▶ EXERCISE OBJECTIVE
Give back the full material, exactly as it reads.

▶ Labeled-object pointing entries
>> begin

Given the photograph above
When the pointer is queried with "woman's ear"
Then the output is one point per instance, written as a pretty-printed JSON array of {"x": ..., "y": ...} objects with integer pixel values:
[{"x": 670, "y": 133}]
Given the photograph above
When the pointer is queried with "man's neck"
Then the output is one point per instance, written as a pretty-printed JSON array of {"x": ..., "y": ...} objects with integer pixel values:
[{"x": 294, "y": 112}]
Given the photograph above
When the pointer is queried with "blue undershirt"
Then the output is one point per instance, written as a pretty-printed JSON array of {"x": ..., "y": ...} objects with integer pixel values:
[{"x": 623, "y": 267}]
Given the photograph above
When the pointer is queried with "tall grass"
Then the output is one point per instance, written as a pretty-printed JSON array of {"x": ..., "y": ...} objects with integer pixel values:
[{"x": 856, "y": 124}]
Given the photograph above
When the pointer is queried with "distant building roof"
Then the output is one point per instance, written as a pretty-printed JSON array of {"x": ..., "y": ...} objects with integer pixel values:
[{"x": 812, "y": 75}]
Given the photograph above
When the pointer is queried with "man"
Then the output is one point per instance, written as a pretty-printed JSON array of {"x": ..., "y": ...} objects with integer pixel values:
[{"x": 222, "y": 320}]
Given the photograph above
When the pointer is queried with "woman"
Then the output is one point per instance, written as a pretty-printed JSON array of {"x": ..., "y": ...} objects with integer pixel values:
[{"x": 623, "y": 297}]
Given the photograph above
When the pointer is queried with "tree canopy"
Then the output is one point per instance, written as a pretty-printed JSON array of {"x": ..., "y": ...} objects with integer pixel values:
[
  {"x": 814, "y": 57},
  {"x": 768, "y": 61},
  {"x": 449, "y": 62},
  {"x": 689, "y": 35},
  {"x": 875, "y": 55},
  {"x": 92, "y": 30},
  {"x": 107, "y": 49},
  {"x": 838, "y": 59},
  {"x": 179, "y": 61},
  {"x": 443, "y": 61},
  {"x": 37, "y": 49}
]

>> end

▶ SOLUTION
Given the photograph above
When the pointer is queried with "woman's ear"
Then the output is one point per instance, written as a pretty-printed JSON array of {"x": ..., "y": ...} objects with integer pixel values:
[{"x": 670, "y": 133}]
Given the photograph above
When the pointer is queried with "man's neck"
Then the output is one point per instance, written as a pretty-printed JSON array of {"x": ..., "y": ...} objects with integer pixel values:
[{"x": 294, "y": 112}]
Given the photograph above
When the pointer is queried with "blue undershirt"
Then the output is one point per instance, written as a pretty-printed JSON array of {"x": ..., "y": ...} objects with integer pixel values:
[{"x": 623, "y": 267}]
Given the photograph above
When the pointer is queried with "tall grass"
Then the output is one point per instance, written as a pretty-printed JSON array of {"x": ..., "y": ...} objects with integer pixel values:
[{"x": 856, "y": 124}]
Given the photograph above
When the pointer is queried with "distant building roof"
Then the output is one point per instance, written as a pretty-printed JSON array of {"x": ..., "y": ...} objects with integer pixel values:
[{"x": 812, "y": 75}]
Given the photograph above
When the pointer is queried with "man"
Then the output is one point per instance, written as a pretty-printed JSON array of {"x": ..., "y": ...} objects with integer pixel values:
[{"x": 222, "y": 320}]
Given the photograph above
When the pointer is queried with "woman"
Then the output is one point per instance, written as a pretty-printed JSON array of {"x": ..., "y": ...} objects with integer pixel values:
[{"x": 623, "y": 297}]
Given the photograph above
When the pointer is queried with "tree canopy"
Then the output is one point per instance, written as a pretty-printed JSON array of {"x": ..., "y": ...} objects with integer pixel values:
[
  {"x": 814, "y": 57},
  {"x": 768, "y": 61},
  {"x": 449, "y": 62},
  {"x": 689, "y": 35},
  {"x": 875, "y": 55},
  {"x": 92, "y": 30},
  {"x": 107, "y": 49},
  {"x": 838, "y": 59},
  {"x": 179, "y": 61},
  {"x": 443, "y": 61},
  {"x": 37, "y": 49}
]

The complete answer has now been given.